> **Exercise brief**:
Extract the entries in their exact form.

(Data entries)
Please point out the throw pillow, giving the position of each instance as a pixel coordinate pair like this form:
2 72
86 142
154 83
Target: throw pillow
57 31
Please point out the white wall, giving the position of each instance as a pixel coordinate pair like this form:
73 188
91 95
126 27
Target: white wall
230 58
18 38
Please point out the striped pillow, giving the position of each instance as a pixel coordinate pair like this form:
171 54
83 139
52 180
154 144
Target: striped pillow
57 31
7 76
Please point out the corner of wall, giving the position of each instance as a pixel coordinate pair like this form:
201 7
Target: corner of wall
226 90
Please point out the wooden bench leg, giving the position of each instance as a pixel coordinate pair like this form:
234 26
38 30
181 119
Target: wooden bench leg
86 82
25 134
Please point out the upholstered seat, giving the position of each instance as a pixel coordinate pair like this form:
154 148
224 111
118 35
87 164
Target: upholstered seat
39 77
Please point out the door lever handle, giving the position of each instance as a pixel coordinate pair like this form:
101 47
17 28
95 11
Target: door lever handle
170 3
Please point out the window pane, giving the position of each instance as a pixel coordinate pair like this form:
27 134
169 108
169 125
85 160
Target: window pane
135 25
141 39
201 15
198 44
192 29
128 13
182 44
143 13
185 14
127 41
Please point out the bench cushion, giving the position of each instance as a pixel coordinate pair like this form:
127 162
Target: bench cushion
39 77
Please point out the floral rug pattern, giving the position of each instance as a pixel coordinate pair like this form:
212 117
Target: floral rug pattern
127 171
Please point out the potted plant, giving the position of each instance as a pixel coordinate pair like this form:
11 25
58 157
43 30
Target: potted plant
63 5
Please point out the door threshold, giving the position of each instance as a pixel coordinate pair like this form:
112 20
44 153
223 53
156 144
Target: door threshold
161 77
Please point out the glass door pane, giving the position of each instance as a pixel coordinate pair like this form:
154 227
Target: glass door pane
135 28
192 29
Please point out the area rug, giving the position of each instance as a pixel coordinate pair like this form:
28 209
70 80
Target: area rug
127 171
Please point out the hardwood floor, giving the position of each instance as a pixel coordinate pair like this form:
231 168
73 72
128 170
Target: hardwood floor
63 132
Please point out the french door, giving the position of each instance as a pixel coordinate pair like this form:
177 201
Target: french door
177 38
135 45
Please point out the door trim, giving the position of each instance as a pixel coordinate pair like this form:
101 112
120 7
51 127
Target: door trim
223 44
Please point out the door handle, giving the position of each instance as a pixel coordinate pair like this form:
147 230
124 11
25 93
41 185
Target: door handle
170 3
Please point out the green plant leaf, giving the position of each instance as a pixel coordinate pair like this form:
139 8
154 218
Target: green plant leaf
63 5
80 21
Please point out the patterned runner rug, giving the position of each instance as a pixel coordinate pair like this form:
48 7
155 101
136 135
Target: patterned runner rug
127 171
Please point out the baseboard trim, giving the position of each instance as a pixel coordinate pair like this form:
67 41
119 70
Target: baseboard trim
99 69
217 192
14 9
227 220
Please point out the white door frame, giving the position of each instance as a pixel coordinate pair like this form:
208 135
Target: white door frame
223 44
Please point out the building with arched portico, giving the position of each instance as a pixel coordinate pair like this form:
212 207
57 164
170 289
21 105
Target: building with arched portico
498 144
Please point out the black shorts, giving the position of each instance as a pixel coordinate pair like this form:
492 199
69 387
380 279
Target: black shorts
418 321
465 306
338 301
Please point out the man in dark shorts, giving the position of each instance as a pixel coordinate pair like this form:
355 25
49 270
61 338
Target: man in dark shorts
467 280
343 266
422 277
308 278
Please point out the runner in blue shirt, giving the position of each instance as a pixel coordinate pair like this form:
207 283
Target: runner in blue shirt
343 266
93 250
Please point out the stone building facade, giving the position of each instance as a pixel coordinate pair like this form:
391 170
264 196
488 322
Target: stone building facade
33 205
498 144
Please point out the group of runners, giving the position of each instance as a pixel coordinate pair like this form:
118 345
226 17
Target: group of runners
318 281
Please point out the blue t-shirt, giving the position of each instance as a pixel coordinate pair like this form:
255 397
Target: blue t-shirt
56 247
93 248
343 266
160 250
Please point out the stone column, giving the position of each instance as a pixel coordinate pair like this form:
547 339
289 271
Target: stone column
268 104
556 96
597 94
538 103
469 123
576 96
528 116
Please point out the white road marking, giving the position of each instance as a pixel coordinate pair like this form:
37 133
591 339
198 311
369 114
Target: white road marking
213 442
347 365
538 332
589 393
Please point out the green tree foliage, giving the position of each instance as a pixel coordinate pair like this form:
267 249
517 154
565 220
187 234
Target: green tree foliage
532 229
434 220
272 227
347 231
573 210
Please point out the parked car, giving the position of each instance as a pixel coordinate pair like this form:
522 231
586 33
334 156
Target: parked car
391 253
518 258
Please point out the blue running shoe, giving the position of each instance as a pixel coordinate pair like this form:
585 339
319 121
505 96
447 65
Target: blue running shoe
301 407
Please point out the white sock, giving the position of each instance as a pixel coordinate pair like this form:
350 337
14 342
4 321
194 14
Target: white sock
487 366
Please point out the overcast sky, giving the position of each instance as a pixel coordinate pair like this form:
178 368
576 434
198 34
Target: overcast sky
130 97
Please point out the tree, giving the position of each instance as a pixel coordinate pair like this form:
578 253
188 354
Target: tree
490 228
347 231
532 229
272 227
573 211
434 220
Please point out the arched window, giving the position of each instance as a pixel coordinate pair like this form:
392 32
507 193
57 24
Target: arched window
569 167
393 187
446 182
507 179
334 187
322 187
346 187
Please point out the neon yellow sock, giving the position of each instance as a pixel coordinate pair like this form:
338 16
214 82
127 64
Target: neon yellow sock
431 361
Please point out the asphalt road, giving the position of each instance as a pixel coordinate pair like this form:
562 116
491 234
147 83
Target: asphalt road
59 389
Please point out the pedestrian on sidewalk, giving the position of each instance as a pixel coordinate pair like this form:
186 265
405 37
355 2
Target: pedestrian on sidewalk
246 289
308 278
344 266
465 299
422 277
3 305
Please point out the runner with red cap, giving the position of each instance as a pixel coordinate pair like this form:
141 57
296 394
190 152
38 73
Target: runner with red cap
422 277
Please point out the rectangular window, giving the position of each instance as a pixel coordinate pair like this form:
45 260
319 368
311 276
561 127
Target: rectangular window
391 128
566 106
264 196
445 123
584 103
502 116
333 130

> **Response below**:
Please point out the throw pillow, giving the position of each instance as a pixel coordinate pair like this form:
2 72
86 142
154 83
Target: throw pillow
57 31
Please point out the white wall, giving the position of each instance as a pixel coordinate pair like this form:
73 188
91 95
126 27
Target: white wall
230 58
18 38
Please point out the striped pillow, giving the position of each instance as a pixel coordinate pair like this form:
171 54
83 139
52 180
154 144
Target: striped pillow
57 31
7 76
Please point out the corner of wall, giving the position of each instance as a pixel coordinate pair like this form:
201 7
Target: corner of wall
226 90
Please point out the wooden bench leg, giving the position of each instance as a pixel coordinate pair like this form:
234 26
38 30
181 119
Target: wooden bench leg
86 82
25 134
Please point out the upholstered seat, giving the position of each instance as a pixel coordinate pair like this form:
154 148
224 111
118 35
87 164
Target: upholstered seat
39 77
Please point out the door lever handle, giving the position of each instance as a pixel coordinate pair like this form:
101 47
17 28
95 11
Target: door lever handle
170 3
Please point out the window pane, giving the position of each instance as a pixel coordinate pair like this form:
27 134
169 108
169 125
85 160
Target: window pane
135 25
141 39
201 15
198 44
192 29
128 13
182 44
143 13
185 14
127 41
Please point out the bench cushion, giving the position of each instance as a pixel coordinate pair like this form:
127 162
Target: bench cushion
39 77
Please point out the floral rug pattern, giving the position of each instance as a pixel coordinate pair like this form:
212 117
Target: floral rug pattern
127 171
Please point out the potted plant, giving the position of each instance as a pixel coordinate pair like this form:
11 25
58 157
43 30
Target: potted plant
63 5
Please point out the door threshold, giving the position of each instance as a pixel coordinate pair like this form:
112 20
44 153
223 53
156 144
Target: door threshold
161 77
Please point out the glass door pane, giving the position of each instance as a pixel coordinate pair like this form:
154 227
Target: glass door pane
135 28
192 29
Please point out the area rug, giving the position of each instance as a pixel coordinate pair like this form:
28 209
70 80
Target: area rug
127 171
Please point out the hardwood floor, giving the position of each instance as a pixel coordinate pair like this form:
231 168
73 72
128 170
Target: hardwood floor
63 132
Please point out the french door, giving the position of each instance as a pixel coordinate pair like this form:
177 201
Target: french door
177 38
135 45
Please point out the door trim, giving the position of each instance as a pixel coordinate pair like this form:
101 112
120 7
51 127
Target: door trim
223 44
Please point out the door handle, giving the position of each instance as a pixel coordinate pair like this form:
147 230
124 11
25 93
41 185
Target: door handle
170 3
Please point out the green plant leaf, giving the position of each instance as a pixel coordinate pair like this form:
139 8
154 218
Target: green plant leaf
63 5
80 21
Please point out the patterned runner rug, giving the position of each instance as a pixel coordinate pair like this form:
48 7
155 101
136 135
Target: patterned runner rug
127 171
Please point out the baseboard trim, giving the position of each instance as a pixel coordinate pair like this form:
67 41
119 70
Target: baseboard trim
99 69
217 192
14 9
227 220
Please point out the white door frame, giving the position of each instance as a pixel coordinate pair like this form:
208 135
Target: white door frame
223 44
Please point out the building with arched portico, giving the position of each instance as a pixel coordinate pair like this form:
212 207
57 164
170 289
21 105
Target: building with arched portico
498 144
Please point out the black shorts, giving the position of each instance as a pixel coordinate pair like this form:
492 199
69 387
380 279
Target: black shorts
418 321
465 306
338 301
Please point out the man in dark shorts, giving the position of each instance as a pixel coordinate pair like this form:
355 25
49 270
61 338
Target: man in dark shorts
467 280
343 266
422 277
308 278
Please point out the runner in blue shirt, giving the position of each instance as a pixel coordinate pair like this form:
207 283
Target: runner in blue shirt
343 266
93 250
Please point out the stone building facade, giving the position of each instance as a pixel coordinate pair like this form:
391 170
264 196
488 322
Target: stone building facade
33 205
498 144
Please point out the group of runners, giving the position of each instance as a pixel coordinate pair like this form:
118 345
226 17
Target: group of runners
318 281
Please point out the blue t-shirt, giving the position of each instance as a pixel coordinate pair like this form:
255 397
Target: blue t-shirt
56 247
93 248
343 266
160 250
Please point out the stone column, giving the position of each instance as a pixel coordinate pair like this form:
547 339
289 271
Target: stone column
268 104
556 96
597 94
538 103
469 123
576 96
528 116
Please point out the white road marking, giving the position of each instance as a pixel coordinate pair like this form:
37 133
591 339
198 311
369 114
Target: white road marking
213 442
347 365
538 332
589 393
Please point out the green tree foliage, giving the position of each instance as a pixel coordinate pair like this form:
267 249
517 154
565 220
187 234
Target: green tree foliage
532 229
434 220
272 227
347 231
573 210
Please point out the parked car, giving the position of each instance as a pixel coordinate pair like this form:
522 231
586 33
334 156
Target: parked car
391 253
518 258
Please point out the blue running shoe, giving the position of each instance as a pixel coordinate pair like this form:
585 339
319 121
505 96
447 65
Target: blue running shoe
301 407
Please point out the white sock, giving the position of each instance as a pixel coordinate pair like this form:
350 337
14 342
4 321
194 14
Target: white sock
487 366
Please point out the overcast sky, giving the position of each instance as a pixel coordinate pair like this form:
178 368
576 434
198 34
Target: overcast sky
130 97
Please point out the tree, giving the position of each instance as a pixel coordinate pair like this form:
578 253
188 354
Target: tree
490 228
347 231
532 229
272 227
573 211
434 220
Please point out the arched window, giving the position of each instance as a pixel coordinate pair like this form:
392 32
507 193
57 24
Target: arched window
569 167
393 187
446 182
507 179
334 187
322 187
346 187
Please point out the neon yellow sock, giving the position of each instance as a pixel coordinate pair like this form:
338 16
214 82
127 64
Target: neon yellow sock
431 361
Please point out the asphalt road, giving the position of each instance as a pixel coordinate pair like this form:
562 116
491 234
147 83
Target: asphalt road
59 389
Please point out the pedestrian on sidewalk, giving the position of each instance as a pixel coordinate pair like this form:
186 265
405 37
355 2
Target: pedestrian on sidewalk
246 289
308 278
344 266
465 299
422 277
3 305
Please point out the runner with red cap, giving the position of each instance as a pixel coordinate pair like this form:
141 57
296 394
190 152
38 73
Target: runner with red cap
422 277
Please point out the rectangular window, giving the position of each instance as a pixel coordinate pair like this form:
45 260
319 368
311 276
561 127
Target: rectangular window
391 128
566 106
264 196
445 123
584 103
502 116
333 130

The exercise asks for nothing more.